*WHAT TO PRODUCE*
Put the records, from their first line through the line that contains "21L58 21L60 16L60" (both included), into a Markdown table with the columns Row and Line, one numbered row per line. Skip blank lines, and leave the pictures out of the answer.
───── DATA TO USE
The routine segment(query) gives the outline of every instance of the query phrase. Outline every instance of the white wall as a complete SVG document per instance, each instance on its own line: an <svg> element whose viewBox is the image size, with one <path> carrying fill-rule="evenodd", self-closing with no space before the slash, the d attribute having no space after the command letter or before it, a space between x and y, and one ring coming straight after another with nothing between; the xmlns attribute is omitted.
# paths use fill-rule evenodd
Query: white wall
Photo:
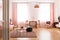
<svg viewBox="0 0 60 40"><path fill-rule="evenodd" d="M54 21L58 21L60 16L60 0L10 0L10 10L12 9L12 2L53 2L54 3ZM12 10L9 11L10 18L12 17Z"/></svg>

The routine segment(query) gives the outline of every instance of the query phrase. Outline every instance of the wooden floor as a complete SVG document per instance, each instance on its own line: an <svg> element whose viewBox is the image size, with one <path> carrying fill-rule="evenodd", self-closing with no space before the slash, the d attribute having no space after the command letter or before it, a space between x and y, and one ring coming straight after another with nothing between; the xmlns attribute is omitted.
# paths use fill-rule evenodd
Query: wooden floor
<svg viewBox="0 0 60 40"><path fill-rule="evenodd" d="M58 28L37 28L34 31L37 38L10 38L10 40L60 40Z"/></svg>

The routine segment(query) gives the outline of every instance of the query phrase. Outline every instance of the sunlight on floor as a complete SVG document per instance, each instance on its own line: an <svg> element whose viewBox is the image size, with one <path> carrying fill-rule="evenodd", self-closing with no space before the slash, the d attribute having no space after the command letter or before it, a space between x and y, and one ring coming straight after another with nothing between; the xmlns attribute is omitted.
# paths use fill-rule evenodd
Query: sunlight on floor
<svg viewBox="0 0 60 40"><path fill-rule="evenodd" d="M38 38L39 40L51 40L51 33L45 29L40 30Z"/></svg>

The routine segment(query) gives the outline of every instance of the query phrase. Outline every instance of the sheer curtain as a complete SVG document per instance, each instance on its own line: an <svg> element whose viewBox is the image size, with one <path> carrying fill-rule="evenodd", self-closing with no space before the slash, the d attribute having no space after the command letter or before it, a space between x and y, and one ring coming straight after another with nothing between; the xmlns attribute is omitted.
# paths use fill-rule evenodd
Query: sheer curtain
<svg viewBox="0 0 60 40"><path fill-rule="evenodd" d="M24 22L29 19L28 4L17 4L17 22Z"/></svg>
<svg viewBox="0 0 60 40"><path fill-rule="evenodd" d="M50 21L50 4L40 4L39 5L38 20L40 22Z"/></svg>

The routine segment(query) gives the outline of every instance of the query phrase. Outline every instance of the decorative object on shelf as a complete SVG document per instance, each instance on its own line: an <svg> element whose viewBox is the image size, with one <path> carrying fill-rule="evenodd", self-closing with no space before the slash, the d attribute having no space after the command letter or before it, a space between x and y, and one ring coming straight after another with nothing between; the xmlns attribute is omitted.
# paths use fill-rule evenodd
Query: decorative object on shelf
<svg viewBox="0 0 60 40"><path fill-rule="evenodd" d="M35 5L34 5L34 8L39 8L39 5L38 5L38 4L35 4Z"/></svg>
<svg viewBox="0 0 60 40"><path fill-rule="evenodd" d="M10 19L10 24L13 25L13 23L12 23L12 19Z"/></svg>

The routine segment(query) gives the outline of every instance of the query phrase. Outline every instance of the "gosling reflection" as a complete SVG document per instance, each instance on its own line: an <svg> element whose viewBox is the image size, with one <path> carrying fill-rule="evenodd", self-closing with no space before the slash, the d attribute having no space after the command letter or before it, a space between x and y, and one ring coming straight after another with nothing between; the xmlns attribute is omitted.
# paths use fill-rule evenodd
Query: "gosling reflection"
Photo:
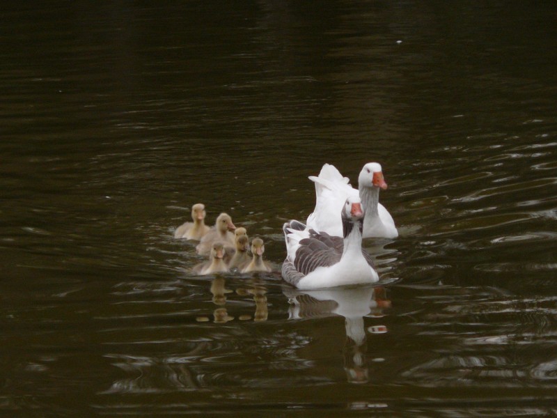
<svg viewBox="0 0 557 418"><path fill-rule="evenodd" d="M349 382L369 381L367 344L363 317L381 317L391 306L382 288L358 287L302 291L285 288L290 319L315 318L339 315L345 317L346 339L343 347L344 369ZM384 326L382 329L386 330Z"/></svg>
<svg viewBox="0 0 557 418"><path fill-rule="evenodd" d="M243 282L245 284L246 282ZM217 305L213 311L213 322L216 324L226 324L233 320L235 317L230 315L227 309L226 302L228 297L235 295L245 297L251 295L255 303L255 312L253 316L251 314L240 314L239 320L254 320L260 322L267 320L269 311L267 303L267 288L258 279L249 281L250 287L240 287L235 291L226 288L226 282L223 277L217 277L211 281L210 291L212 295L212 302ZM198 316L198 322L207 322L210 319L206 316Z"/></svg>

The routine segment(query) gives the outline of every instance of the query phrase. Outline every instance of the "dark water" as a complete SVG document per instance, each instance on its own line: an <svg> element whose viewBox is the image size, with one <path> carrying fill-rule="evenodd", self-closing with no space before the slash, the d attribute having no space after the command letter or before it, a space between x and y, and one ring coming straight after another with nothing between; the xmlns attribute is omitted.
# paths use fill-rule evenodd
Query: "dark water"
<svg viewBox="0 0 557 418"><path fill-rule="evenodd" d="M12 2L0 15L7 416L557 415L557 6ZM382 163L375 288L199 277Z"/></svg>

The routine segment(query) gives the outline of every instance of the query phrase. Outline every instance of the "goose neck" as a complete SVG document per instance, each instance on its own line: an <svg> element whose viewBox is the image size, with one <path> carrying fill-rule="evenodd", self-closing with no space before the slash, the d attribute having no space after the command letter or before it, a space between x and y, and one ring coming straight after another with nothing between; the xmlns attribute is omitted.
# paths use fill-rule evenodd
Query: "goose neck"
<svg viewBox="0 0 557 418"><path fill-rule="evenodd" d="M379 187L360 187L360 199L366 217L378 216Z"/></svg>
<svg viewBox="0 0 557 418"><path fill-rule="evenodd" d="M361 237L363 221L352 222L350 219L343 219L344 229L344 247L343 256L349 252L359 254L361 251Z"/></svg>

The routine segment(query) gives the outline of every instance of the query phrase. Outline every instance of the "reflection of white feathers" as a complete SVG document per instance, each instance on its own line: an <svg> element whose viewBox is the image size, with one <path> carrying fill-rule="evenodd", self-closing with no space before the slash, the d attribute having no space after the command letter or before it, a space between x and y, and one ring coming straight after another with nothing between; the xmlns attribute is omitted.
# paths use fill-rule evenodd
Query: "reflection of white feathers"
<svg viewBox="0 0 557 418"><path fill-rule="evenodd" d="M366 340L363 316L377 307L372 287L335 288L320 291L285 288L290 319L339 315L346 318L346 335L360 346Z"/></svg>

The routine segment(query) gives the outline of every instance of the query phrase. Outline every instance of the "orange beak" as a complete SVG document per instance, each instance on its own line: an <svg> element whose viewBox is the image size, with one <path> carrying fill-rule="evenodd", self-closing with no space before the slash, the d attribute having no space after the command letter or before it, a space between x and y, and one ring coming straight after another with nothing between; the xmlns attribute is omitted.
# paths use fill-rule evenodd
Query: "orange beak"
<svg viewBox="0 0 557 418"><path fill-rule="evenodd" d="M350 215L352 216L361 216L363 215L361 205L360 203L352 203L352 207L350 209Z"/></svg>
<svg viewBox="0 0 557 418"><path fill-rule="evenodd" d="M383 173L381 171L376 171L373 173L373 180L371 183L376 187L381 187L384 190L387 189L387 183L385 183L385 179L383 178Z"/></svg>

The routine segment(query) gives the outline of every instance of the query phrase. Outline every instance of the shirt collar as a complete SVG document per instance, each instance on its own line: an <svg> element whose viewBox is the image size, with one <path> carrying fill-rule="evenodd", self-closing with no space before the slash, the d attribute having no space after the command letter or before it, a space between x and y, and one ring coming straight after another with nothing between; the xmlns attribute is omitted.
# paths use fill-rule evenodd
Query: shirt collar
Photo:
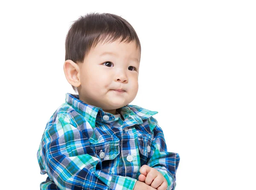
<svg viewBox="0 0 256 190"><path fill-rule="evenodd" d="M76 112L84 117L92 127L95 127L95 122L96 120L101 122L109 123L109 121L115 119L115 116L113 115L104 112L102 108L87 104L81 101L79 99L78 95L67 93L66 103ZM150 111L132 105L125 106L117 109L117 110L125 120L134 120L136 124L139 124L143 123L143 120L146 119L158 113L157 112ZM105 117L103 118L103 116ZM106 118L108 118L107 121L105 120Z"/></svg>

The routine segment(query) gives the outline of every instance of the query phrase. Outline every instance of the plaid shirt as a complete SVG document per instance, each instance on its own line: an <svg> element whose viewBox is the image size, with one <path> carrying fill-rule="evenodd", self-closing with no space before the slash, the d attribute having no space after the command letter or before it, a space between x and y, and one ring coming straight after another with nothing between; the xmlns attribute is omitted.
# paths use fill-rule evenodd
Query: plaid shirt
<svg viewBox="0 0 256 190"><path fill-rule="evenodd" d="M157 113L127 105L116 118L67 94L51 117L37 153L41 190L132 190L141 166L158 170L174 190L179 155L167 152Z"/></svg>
──────────
*TASK OUTPUT*
| Row | Line |
|---|---|
| 1 | The routine segment(query) gives the outline of every instance of the query phrase. Outline every instance of the white wall as a complete SVG document per instance, each instance on its own line: an <svg> element whose viewBox is the image size, with one <path> carrying fill-rule="evenodd", self-closing with no space before the slash, the d attribute having no space after the command letter or before it, a space between x and y, and one ring coming straight after another with nothing between; the xmlns attribute is omitted. |
| 2 | # paths use fill-rule evenodd |
| 3 | Query: white wall |
| 4 | Photo: |
| 5 | <svg viewBox="0 0 60 40"><path fill-rule="evenodd" d="M54 21L58 21L60 16L60 0L10 0L10 10L12 9L12 2L53 2L54 3ZM12 10L9 11L10 18L12 17Z"/></svg> |